--- Begin ---

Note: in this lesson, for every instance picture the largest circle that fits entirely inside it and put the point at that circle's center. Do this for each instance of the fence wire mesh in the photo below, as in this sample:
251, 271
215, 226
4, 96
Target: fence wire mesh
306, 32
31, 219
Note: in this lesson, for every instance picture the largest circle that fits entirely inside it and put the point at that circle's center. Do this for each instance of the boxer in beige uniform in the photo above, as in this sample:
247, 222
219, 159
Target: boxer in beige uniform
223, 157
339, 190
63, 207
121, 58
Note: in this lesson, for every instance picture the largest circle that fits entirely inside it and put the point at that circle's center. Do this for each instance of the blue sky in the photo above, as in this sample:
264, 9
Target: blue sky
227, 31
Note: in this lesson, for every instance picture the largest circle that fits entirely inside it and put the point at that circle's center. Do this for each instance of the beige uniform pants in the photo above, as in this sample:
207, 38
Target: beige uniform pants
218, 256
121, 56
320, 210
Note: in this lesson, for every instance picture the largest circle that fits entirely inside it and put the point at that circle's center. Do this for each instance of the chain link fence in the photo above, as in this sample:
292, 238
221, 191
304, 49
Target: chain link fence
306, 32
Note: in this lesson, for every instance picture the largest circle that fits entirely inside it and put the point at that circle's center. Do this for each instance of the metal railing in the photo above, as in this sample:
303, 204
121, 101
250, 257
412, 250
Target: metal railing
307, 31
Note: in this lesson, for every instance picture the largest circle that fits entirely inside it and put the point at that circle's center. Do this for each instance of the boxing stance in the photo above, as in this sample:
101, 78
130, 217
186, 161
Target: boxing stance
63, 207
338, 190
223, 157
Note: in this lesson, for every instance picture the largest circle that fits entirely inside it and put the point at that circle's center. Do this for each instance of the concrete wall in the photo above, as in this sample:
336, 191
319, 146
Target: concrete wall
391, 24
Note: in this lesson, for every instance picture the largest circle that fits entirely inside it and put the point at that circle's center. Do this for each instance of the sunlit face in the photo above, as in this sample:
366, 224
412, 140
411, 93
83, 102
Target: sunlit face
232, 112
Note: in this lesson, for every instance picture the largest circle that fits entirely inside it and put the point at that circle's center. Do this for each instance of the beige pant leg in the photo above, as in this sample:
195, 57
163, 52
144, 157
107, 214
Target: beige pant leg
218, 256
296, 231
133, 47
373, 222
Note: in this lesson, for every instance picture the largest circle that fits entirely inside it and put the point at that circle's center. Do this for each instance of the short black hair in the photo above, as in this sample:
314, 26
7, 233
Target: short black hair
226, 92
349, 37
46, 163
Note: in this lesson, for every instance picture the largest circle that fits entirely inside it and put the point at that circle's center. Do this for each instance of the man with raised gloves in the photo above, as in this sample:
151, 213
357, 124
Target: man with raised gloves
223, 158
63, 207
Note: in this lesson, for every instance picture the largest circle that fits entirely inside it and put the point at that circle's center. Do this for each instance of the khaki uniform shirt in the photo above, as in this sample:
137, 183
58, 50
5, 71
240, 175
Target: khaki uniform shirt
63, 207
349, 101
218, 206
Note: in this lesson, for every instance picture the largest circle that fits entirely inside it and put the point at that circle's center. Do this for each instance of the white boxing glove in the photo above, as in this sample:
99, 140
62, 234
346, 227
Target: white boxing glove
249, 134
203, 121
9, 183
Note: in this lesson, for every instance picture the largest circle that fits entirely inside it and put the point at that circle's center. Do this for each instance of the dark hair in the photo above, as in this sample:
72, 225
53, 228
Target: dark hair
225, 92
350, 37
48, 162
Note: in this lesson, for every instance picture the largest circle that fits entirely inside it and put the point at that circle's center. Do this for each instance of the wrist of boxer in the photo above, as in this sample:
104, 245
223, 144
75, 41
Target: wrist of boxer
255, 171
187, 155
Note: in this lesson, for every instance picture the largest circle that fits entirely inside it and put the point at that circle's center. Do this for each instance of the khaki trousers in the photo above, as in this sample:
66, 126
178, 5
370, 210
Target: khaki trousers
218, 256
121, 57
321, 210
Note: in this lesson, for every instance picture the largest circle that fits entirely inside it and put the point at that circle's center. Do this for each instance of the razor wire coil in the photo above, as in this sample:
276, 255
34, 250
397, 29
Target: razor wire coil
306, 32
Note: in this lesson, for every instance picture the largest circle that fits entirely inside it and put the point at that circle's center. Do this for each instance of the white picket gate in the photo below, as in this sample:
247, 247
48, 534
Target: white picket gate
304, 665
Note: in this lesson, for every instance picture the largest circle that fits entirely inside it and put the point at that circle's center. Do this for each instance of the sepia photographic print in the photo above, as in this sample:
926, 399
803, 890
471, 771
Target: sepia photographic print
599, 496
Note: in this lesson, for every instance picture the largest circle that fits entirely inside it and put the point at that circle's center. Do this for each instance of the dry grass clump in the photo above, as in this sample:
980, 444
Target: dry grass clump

--- End ---

**TASK OBJECTIVE**
Print exactly the lines from the one with "the khaki trousers" through the end of the data, inclusive.

**COMPLETED TASK**
Note: in this lesson, for every instance picture the largest circle that fits entirely inside it and put the point at that circle's center. Do this for each instance of the khaki trousers in the photo above, as in this sample:
66, 126
178, 5
370, 210
Target: khaki trousers
218, 256
121, 57
321, 210
Note: in this lesson, for every instance picture the largest circle that fits entirely inside it and put the point at that circle's center. Do this for each instance of the razor wire coil in the photo above, as in this sample:
276, 255
34, 250
397, 29
Target: razor wire coil
306, 32
Note: in this lesson, for every instance picture the largest circle that fits entirely inside it and put the point at that circle's center. Do this for each instance of the white picket gate in the photo below, as in this sample:
247, 247
48, 534
Target: white picket gate
304, 665
Note: in this lesson, for every instance picture the largest circle that fits entirely inside it and put the point at that circle's center. Do this for each instance of the sepia photographic print in the photo above, as in this sample:
926, 399
803, 890
471, 771
Target: sepia photographic print
599, 496
Note: in this lesson, for every instance picture the largest circle that fits entirely inside it and put the point at that circle's center. Do this for each instance of the dry grass clump in the photo above, as in this sample:
980, 444
Target: dry grass clump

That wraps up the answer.